> Selected excerpt:
■ ■ ■ ■ ■ ■ ■

Oh poor Willow! They have such delicate little systems even though they are so rambunctious! Good luck


----------



## cockerpoo61 (Jun 24, 2011)

Tetley1 said:


> Well, D Day arrived. We collected Willow yesterday despite the dreadful weather. She was absolutely perfect on the way home - slept for most of it, no sickness and didn't even need a wee, despite the 3 hour journey. She has been brilliant so far - the odd accident, but I am quite sure that is us not clocking her cues quickly enough!! She slept in her crate all night with the door shut in our bedroom with just a bit of crying but not too much! She is in that very sleepy puppy state at the moment, lulling us into a false sense of security!! She seems to have fantastic bladder control, weeing at 9.45 before we went to bed and then despite me taking her downstairs every few hours, she didn't actually go until 3am. She is very happy and contented and seems to be making the adjustment to our home pretty well. It is early days so who knows but so far so good! She has a good appetite and spends much of her time returning to her crate of her own accord for a snooze. We leave the door open most of the time in waking hours as she seems to prefer it - should we be shutting it more? When she is happily playing with her toys in there I just quickly shut it for a minute or so - just to ease her into it - do you think that is ok? I will attempt to attach pictures.......

■ ■ ■ ■ ■ ■ ■

> Rows:
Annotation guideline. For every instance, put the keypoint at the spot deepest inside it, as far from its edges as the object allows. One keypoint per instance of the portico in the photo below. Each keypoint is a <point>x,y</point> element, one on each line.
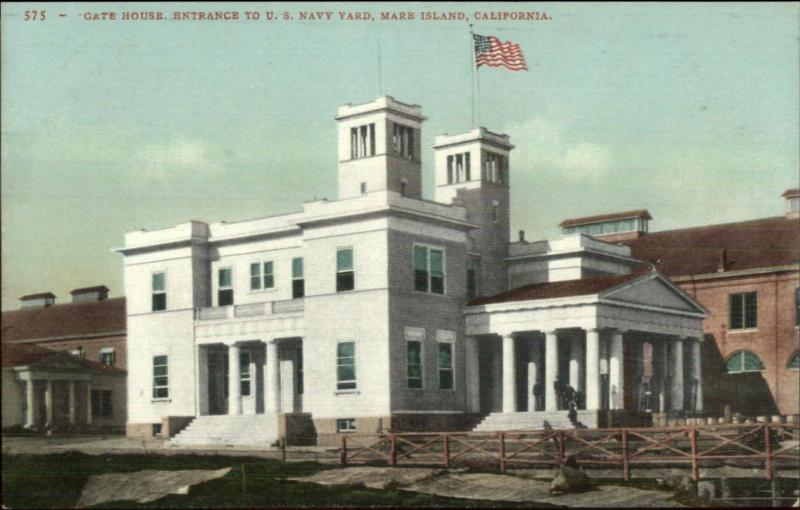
<point>628,342</point>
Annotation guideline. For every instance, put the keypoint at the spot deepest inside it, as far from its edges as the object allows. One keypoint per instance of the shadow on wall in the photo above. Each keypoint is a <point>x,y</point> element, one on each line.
<point>746,392</point>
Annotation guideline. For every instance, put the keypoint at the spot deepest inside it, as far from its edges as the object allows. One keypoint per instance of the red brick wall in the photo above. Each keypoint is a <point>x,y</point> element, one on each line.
<point>776,338</point>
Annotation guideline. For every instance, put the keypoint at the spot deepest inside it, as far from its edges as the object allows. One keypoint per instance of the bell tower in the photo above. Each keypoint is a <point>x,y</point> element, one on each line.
<point>472,170</point>
<point>379,148</point>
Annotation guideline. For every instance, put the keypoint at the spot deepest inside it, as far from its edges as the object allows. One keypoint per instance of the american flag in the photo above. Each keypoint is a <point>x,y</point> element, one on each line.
<point>489,51</point>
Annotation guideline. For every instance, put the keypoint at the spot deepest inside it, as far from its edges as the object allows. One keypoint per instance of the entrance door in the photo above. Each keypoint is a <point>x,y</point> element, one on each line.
<point>217,382</point>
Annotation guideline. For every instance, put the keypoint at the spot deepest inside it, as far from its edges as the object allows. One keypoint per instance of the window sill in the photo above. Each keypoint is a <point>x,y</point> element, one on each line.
<point>421,293</point>
<point>262,291</point>
<point>347,392</point>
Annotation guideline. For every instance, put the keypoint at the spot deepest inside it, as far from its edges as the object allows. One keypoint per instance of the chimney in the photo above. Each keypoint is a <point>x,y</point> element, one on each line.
<point>41,300</point>
<point>96,293</point>
<point>792,197</point>
<point>723,261</point>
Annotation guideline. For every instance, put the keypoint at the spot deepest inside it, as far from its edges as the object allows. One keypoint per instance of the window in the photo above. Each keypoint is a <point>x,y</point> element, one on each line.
<point>744,310</point>
<point>445,364</point>
<point>225,287</point>
<point>362,141</point>
<point>472,277</point>
<point>262,276</point>
<point>159,286</point>
<point>459,168</point>
<point>244,373</point>
<point>494,167</point>
<point>403,141</point>
<point>107,356</point>
<point>101,403</point>
<point>428,269</point>
<point>743,361</point>
<point>346,366</point>
<point>346,425</point>
<point>298,370</point>
<point>298,283</point>
<point>413,364</point>
<point>160,377</point>
<point>345,277</point>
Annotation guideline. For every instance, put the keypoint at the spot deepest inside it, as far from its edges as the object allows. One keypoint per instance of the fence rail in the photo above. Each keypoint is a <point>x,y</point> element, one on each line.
<point>756,445</point>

■ ■ ■ ■ ■ ■ ■

> Exercises to complete:
1: From the puppy thread, list each thing the quoted post says Willow did or didn't do on the journey home.
2: Extract every line of the entries that contains the string "shadow".

> Responses by task:
1:
- Slept for most of it
- Had no sickness
- Didn't need a wee

2:
Annotation guideline. For every instance, put the keypoint at the spot deepest inside it, as far from its edges as the object allows. One keypoint per instance of the shadow on wall in the photo above. Each keypoint is a <point>x,y</point> element, one on each line.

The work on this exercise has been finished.